Re: Language Identifier List up for comments from A. Vine on 2004-12-15 (www-international@w3.org from October to December 2004)

From: A. Vine <andrea.vine@Sun.COM>
Date: Wed, 15 Dec 2004 15:17:52 -0800
To: www-international@w3.org
Message-id: <41C0C620.1000900@sun.com>

Elizabeth J. Pyatt wrote:

> I do see your point, but I'm not sure what language tag will help in 
> your scenarios.

It's much safer to assume "Simplified Chinese, Mandarin in the PRC" when 
the tag is "zh-cn" than when it's "zh".  I'm talking about existing 
tags, not those that might be interpreted in the future.  Obviously if 
you get "zh-mandarin" or whatever the Mandarin subtag is, it doesn't 
really help (over "zh") for rendering or charset guessing, but it does 
for voice synthesis.

> 
> Currently, I believe that the encoding tag (e.g. "gb5") plus the actual 
> characters tells the browsers what to display with or without a language 
> tag.

The GBn, CNSn, and Big5 encodings give pretty strong hints (though in 
some cases no more definitive than UTF-8).  But UTF-8 doesn't.  You'd 
have to then look at the codepoints used to determine the script, and 
thus the font.

> If you have a page tagged correctly for language BUT forget the 
> encoding tag, you are in trouble generally speaking. 

Yes, although using the language tag along with charset heuristics and 
you can make a fairly accurate guess.

> But if you forget 
> the language tag but include the encoding tag, usually you will get good 
> results visually.

Guessing the language from the charset can be much less accurate if 
you're using UTF-8, or ISO-8859-1 or -15, or several others.  Language 
heuristics take more processing and a larger sample to get reasonable 
accuracy.

> 
>>  I don't know what voice synthesizer to load.  I have to guess or make 
>> assumptions or run some additional heuristics.
> 
> 
> And this is where I think the language tag is most valid. Because of the 
> way the Chinese script (Simple/Traditional) is designed, it may be a bit 
> "language blind" in some cases.

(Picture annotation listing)
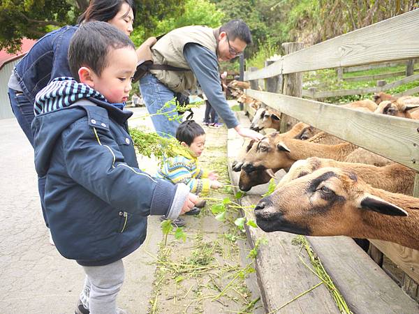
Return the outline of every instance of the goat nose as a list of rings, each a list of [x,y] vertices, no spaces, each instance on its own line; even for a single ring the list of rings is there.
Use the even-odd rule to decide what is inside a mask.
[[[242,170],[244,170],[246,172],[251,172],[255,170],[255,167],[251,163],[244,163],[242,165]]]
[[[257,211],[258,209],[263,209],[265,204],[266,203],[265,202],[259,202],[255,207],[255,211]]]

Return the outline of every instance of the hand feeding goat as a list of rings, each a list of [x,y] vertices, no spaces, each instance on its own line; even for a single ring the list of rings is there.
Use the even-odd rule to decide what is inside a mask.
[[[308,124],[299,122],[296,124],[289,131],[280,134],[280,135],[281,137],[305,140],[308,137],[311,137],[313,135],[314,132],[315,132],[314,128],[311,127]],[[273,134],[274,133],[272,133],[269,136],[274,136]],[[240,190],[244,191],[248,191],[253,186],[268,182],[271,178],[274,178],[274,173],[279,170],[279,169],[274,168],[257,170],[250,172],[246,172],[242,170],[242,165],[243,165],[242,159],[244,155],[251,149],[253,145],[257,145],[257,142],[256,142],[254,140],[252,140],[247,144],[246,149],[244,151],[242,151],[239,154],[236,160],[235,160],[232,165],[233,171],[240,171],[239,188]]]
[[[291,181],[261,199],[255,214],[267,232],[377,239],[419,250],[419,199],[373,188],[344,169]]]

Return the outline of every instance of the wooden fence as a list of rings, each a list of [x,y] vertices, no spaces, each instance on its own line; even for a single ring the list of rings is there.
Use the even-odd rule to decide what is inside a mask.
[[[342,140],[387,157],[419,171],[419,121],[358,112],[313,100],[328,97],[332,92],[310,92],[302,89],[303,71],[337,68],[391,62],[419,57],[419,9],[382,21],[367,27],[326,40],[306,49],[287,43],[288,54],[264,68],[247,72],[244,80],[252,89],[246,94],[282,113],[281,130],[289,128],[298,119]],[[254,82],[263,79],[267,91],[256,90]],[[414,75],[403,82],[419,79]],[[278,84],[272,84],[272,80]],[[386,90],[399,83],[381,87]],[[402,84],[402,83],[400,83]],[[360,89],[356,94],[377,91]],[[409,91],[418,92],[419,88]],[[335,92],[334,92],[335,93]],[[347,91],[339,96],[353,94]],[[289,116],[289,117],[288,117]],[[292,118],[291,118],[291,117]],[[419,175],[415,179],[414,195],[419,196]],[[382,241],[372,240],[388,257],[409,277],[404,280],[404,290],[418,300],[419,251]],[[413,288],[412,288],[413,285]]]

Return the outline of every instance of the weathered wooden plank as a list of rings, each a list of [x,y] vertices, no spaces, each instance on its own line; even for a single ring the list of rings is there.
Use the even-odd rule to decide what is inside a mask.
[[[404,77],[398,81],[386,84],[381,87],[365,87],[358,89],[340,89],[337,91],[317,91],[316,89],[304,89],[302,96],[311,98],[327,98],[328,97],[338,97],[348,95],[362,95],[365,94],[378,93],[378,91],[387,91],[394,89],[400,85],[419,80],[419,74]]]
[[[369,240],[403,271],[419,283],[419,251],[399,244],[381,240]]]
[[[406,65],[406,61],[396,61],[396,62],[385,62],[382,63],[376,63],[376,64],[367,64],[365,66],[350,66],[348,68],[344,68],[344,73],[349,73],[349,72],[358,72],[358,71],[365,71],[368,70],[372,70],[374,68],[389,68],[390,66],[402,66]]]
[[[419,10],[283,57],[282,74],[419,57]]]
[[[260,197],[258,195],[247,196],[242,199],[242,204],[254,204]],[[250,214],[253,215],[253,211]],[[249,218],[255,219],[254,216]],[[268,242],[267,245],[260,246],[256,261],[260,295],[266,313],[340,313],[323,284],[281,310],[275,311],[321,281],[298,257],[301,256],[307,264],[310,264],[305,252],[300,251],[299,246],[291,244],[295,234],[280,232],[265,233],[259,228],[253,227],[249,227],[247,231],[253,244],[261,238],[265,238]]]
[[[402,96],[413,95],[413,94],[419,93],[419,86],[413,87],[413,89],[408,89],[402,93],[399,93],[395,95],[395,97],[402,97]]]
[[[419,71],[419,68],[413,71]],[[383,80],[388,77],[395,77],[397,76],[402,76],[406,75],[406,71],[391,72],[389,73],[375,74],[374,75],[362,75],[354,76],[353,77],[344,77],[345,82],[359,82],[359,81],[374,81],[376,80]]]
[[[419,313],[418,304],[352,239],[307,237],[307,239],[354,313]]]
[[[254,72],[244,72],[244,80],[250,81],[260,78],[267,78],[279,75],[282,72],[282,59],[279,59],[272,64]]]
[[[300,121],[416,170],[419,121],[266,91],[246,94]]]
--
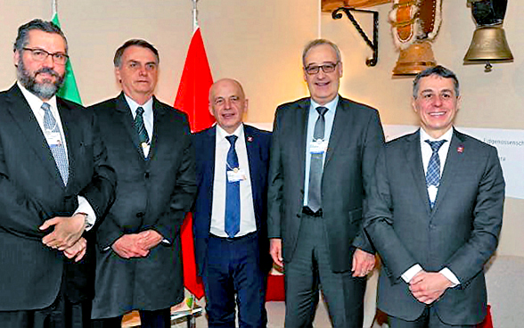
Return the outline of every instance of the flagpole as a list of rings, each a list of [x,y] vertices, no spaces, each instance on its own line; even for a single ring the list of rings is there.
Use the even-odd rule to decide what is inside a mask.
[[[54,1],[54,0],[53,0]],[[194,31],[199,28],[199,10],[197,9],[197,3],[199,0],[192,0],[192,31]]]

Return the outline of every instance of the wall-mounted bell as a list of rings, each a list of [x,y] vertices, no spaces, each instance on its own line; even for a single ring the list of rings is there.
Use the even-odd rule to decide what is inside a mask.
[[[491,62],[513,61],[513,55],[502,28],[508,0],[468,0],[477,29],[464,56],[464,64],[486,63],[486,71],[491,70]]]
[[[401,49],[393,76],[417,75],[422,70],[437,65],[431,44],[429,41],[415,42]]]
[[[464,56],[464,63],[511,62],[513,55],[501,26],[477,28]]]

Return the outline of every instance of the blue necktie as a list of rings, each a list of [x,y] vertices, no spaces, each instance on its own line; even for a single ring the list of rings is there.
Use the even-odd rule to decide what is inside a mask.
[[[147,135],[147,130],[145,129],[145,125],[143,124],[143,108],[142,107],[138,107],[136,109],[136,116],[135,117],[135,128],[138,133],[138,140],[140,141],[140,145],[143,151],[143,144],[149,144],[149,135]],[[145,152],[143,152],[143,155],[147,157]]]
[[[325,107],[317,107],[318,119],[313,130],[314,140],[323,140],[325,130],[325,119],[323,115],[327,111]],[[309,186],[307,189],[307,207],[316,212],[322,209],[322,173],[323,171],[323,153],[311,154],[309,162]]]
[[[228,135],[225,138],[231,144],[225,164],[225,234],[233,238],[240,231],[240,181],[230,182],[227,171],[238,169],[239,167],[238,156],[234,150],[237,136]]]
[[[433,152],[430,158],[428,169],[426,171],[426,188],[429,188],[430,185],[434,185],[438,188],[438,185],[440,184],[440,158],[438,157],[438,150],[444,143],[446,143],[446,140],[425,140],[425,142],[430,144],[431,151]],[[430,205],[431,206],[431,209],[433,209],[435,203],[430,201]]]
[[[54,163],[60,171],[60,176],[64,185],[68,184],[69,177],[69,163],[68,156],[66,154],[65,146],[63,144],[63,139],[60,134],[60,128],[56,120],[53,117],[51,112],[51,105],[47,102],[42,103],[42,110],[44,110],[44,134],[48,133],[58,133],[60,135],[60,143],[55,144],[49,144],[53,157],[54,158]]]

:: What you will do ::
A) Copy the language tag message from "Guessing the language" up to and including "some additional heuristics.", updating "voice synthesizer" to "speech synthesizer".
B) In the language tag message, which encodings are said to give pretty strong hints?
Work from the language tag message only and leave the listing aside.

:: Solutions in order ::
A)
Guessing the language from the charset can be much less accurate if 
you're using UTF-8, or ISO-8859-1 or -15, or several others.  Language 
heuristics take more processing and a larger sample to get reasonable 
accuracy.

> 
>>  I don't know what speech synthesizer to load.  I have to guess or make 
>> assumptions or run some additional heuristics.

B) The GBn, CNSn, and Big5 encodings.